Echo every line of the records below unchanged, omitting the pictures.
— begin THE DATA —
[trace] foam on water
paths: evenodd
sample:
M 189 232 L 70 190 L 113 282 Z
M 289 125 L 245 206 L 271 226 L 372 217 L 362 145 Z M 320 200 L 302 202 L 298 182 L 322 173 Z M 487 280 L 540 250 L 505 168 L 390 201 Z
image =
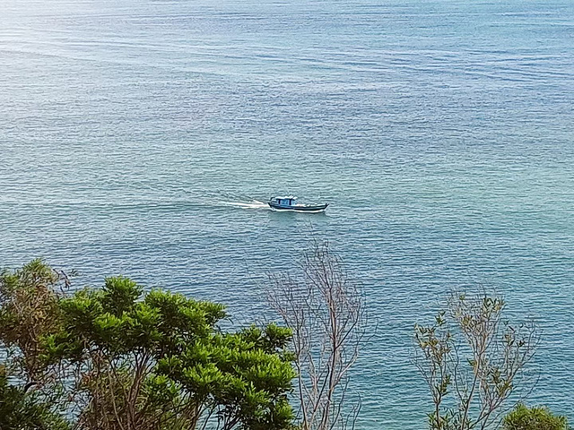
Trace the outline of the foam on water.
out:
— end THE DATA —
• **ANSWER TO THIS TASK**
[trace] foam on water
paths: evenodd
sample:
M 189 232 L 70 190 L 113 282 Z
M 289 125 L 245 206 L 271 226 L 372 217 L 362 145 Z M 320 200 L 302 202 L 298 182 L 322 173 Z M 487 280 L 540 250 L 505 168 L 390 201 Z
image =
Trace the outline of the foam on water.
out:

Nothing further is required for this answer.